### Texte cité
D’après
un article publié par la revue Science, aucune étude scientifique sérieuse ne
montre qu’une éducation "unisexe" améliore les résultats scolaires
des enfants. En revanche, elle renforce les stéréotypes liés au sexe.
Les
garçons sont meilleurs en maths, moins sensibles au bruit, préfèrent l’action
et le mouvement. Les filles préfèrent la douceur, la lecture et les poupées. En se basant sur ce genre
d’affirmations, une école de la banlieue de Saint-Louis, aux Etats-Unis, a
décidé de séparer filles et garçons dans des classes différentes. En 2009, la
chaîne MSNBC s'est rendu dans cette école où filles et garçons
étudient séparément, dans un environnement censé favoriser leur
développement et améliorer leurs résultats scolaires.
D'après le New-York Times, il existait aux
Etats-Unis deux écoles séparant filles et garçons au milieu des années 1990.
Aujourd'hui, elles sont plus de 500. La National
association for single sex public education,
qui promeut ce type d'éducation, estime que "si l'on enseigne les mêmes
sujets et de la même manière aux filles et aux garçons, à l'âge de 12 ou 14
ans, nous avons des filles qui pensent que "la géométrie c'est dur",
et des garçons qui trouvent que "l'art et la poésie c'est pour les filles."
Le manque de compréhension des différences entre les sexes a comme conséquence
non intentionnelle de renforcer les stéréotypes. A l'inverse, si vous
comprenez ces différences, vous pouvez les éviter."
Mais un
article récent du magazine Science prend
le contre-pied de l'idée selon laquelle une éducation différenciée est
meilleure pour les enfants."Il n'y a pas d'études bien construites
montrant qu'une éducation "unisexe" améliore les performances
académiques, mais il existe des preuves que la séparation des sexes augmente
les stéréotypes et légitimise le sexisme institutionnalisé."
Cette étude
s'intitule "La pseudo-science de l'éducation séparée des filles et des
garçons". Ses auteurs, tous scientifiques, sont membres de l'American
council for coeducational schooling. Ils demandent au président Barack
Obama de revenir sur une décision prise par l'administration Bush qui a
facilité l'ouverture des classes "unisexes". Il a fallu pour cela
contourner la règle qui empêche l'inégalité de l'éducation.

### Exercices proposés
a. Répondez aux questions suivantes d'après le texte sur l'éducation séparée des filles et des garçons :
(i) Selon le New-York Times, combien d'écoles séparant filles et garçons existaient aux États-Unis au milieu des années 1990 ?
(ii) Près de quelle ville se trouve l'école où la chaîne MSNBC s'est rendue en 2009 ?
(iii) Quel est le titre de l'étude parue dans le magazine Science ?
b. Recopiez fidèlement le passage du texte sur l'éducation séparée des filles et des garçons qui commence aux mots « Cette étude » et s'achève après les mots « l'inégalité de l'éducation. ».
c. Poursuivez le texte sur l'éducation séparée des filles et des garçons à la suite de sa dernière phrase.

### Données fournies
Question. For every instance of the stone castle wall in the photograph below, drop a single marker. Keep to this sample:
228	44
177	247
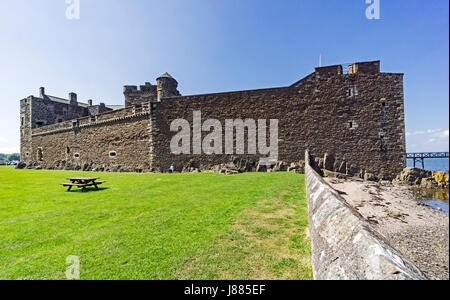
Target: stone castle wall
356	120
114	141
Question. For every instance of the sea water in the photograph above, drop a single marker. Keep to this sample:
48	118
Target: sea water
432	164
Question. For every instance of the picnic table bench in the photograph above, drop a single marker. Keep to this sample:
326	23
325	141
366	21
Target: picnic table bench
82	182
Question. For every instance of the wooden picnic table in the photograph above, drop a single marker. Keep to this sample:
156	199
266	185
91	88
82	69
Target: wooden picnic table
83	182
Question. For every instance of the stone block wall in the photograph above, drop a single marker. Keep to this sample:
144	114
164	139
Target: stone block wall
344	246
116	141
355	120
358	119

### Réponses attendues
a.
(i) Deux.
(ii) Saint-Louis, aux États-Unis (l'école est située dans sa banlieue).
(iii) « La pseudo-science de l'éducation séparée des filles et des garçons ».

b.
Cette étude
s'intitule "La pseudo-science de l'éducation séparée des filles et des
garçons". Ses auteurs, tous scientifiques, sont membres de l'American
council for coeducational schooling. Ils demandent au président Barack
Obama de revenir sur une décision prise par l'administration Bush qui a
facilité l'ouverture des classes "unisexes". Il a fallu pour cela
contourner la règle qui empêche l'inégalité de l'éducation.

c.
Le
département de l'Education a pris connaissance de cette étude, et déclaré en
étudier les conséquences. "Quand on parle de séparer les élèves, de les
traiter différemment, on doit le faire en respectant la constitution, et on
veut s'assurer que cela est justifié. Nous voulons nous assurer qu'il existe
des garanties contre la fabrique des stéréotypes."
Parmi les
stéréotypes, l'idée que les filles ne sont pas faites pour les maths. Une
étude américaine montre qu'entre le primaire et le lycée, le nombre de
filles qui disent aimer la science tombe de 66 à 48%. Dans le même intervalle,
celles qui souhaiteraient arrêter l'étude des mathématiques passent de 9 à 50%.
Ce n'est donc pas le cerveau qui est en cause, mais plutôt l'acceptation
progressive de l'idée selon laquelle les filles "ne seraient pas faites
pour ça". En intégrant ces stéréotypes, les parents peuvent les
transmettre à leurs enfants.
Un autre
aspect de l’éducation "unisexe" est l’idée selon laquelle les
garçons ont plus besoin de se dépenser physiquement. Le reportage de MSNBC montre par
exemple que les garçons sont encouragés à se déplacer quand les petites filles
sont tranquillement assises à lire. Le professeur Charles Hillman
(Université de l’Illinois) a étudié l’importance des activités physiques dans
l’éducation. "Nous n’avons jamais trouvé de différences liées au sexe
au cours de notre travail. Nous avons pris en compte le sexe comme variable
dans notre étude, et nous n’avons jamais trouvé de quoi soutenir cette idée."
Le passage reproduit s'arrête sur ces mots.